WHAT YOU SHOULD DO: Please work out how many lines in the entries contain "long", then give that number with nothing added.

EXERCISE DATA:

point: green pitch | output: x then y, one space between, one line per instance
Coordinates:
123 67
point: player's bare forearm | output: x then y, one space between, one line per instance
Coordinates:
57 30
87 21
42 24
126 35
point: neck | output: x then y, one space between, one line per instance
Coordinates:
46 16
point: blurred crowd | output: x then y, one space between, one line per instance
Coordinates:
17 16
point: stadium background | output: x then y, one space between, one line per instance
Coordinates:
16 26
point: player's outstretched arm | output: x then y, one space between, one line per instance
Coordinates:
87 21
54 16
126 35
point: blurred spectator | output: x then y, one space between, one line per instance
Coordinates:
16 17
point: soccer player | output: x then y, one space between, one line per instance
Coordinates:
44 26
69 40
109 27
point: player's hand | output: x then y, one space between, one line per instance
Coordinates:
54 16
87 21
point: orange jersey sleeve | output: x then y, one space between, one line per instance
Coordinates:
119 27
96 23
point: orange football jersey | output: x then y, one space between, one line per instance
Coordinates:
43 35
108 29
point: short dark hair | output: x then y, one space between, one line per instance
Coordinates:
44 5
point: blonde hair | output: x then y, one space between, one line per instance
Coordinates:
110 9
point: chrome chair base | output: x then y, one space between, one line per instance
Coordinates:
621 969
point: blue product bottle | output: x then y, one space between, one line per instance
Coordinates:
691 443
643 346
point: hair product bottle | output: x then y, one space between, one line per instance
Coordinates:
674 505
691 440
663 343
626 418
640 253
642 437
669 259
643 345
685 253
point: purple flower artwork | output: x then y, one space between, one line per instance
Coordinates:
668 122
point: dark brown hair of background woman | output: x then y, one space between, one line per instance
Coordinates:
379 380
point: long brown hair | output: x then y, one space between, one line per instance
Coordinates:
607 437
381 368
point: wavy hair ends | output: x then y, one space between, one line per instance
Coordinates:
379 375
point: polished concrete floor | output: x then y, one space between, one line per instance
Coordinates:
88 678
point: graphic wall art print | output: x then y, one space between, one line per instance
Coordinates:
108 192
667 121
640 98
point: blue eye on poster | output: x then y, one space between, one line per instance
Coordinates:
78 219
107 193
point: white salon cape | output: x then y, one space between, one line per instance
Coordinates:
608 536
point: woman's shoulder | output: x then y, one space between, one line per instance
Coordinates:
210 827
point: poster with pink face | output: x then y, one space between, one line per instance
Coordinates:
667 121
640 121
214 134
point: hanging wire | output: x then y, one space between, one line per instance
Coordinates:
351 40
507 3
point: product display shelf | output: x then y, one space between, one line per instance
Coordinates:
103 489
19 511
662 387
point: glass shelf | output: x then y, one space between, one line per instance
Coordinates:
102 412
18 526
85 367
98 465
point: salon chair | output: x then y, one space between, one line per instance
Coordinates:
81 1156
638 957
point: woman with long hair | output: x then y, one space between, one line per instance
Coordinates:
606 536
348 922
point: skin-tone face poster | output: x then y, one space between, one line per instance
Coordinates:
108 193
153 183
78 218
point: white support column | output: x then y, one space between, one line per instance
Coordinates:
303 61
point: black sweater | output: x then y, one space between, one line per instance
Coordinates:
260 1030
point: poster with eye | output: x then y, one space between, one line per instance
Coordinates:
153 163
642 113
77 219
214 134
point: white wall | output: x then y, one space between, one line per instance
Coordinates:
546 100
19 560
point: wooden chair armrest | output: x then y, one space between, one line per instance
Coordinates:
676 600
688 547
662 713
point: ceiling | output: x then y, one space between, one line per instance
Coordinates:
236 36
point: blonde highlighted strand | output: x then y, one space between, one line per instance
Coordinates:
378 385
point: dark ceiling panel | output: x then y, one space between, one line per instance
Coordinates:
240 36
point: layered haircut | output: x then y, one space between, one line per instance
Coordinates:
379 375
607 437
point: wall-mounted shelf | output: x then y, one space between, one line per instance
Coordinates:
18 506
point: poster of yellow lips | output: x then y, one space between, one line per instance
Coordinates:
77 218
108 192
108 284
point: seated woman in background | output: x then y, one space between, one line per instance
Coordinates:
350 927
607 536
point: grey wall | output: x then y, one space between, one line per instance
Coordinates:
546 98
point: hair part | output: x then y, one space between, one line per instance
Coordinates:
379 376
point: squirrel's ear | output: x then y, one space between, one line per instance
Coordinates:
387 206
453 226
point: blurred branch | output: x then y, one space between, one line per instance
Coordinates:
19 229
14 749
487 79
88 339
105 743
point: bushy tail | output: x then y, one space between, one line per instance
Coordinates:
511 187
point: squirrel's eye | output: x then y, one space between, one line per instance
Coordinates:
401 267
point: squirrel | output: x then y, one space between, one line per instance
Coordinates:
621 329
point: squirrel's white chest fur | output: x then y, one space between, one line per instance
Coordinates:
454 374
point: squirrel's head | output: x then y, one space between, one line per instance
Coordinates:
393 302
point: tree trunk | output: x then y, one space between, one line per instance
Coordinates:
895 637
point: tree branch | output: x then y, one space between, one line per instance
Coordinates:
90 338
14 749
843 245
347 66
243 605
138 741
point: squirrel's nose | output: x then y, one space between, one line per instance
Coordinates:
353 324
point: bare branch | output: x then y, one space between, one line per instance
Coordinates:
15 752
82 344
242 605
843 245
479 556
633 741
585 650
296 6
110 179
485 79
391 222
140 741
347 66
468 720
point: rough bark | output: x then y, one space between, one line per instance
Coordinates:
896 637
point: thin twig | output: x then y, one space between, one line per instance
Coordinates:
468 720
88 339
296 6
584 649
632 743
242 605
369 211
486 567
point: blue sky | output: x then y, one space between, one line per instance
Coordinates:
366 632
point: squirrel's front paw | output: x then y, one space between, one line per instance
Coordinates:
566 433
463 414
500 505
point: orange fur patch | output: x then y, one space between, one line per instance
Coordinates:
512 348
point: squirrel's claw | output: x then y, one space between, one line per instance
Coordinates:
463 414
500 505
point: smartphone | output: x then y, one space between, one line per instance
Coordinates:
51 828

...

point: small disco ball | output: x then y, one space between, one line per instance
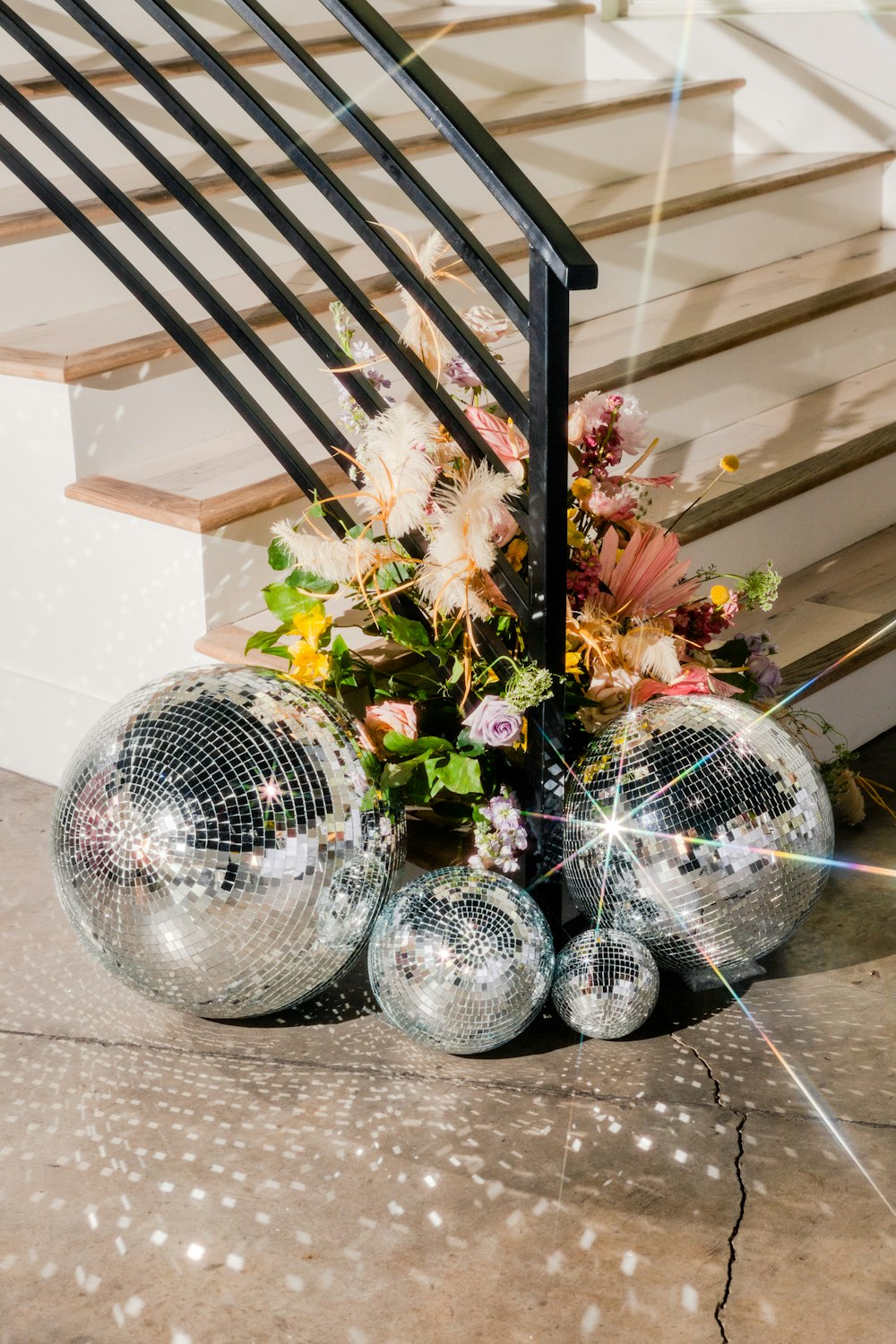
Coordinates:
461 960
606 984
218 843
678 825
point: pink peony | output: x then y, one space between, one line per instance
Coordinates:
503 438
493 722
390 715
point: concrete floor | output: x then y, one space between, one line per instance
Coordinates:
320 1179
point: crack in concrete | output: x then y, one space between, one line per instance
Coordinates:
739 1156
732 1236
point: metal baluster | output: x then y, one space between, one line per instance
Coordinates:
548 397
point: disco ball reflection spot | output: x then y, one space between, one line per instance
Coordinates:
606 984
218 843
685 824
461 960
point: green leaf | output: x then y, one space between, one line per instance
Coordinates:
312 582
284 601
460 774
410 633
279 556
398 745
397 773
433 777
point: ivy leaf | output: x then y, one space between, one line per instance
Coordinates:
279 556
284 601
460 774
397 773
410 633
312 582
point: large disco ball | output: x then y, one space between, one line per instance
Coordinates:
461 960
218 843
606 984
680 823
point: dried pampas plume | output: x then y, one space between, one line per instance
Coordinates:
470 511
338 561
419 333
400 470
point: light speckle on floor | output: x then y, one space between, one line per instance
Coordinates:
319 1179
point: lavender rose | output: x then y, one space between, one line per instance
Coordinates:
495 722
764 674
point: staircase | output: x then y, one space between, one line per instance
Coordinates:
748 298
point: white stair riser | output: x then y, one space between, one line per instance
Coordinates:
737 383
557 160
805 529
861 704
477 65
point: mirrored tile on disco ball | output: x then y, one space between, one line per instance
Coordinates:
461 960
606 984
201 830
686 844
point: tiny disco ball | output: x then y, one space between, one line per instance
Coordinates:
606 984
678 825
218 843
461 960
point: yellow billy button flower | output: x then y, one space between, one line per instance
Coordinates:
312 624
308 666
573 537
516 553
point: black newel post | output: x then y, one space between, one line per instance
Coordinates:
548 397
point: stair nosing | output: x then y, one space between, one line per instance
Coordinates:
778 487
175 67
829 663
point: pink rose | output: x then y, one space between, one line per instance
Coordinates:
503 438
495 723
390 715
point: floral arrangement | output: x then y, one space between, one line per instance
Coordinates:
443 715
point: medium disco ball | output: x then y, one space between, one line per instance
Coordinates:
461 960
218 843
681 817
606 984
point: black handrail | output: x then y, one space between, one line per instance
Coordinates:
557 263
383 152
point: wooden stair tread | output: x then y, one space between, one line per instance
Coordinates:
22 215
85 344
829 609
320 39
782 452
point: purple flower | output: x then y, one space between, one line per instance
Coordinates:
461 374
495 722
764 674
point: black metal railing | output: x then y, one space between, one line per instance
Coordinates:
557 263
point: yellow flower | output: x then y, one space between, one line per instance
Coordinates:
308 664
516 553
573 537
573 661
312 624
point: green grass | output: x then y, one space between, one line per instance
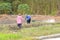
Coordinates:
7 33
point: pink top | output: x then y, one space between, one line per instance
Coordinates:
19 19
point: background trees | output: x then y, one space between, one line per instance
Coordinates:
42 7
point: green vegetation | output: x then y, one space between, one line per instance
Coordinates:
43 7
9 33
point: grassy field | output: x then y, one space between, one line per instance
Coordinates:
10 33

ANSWER TO THE EXERCISE: 2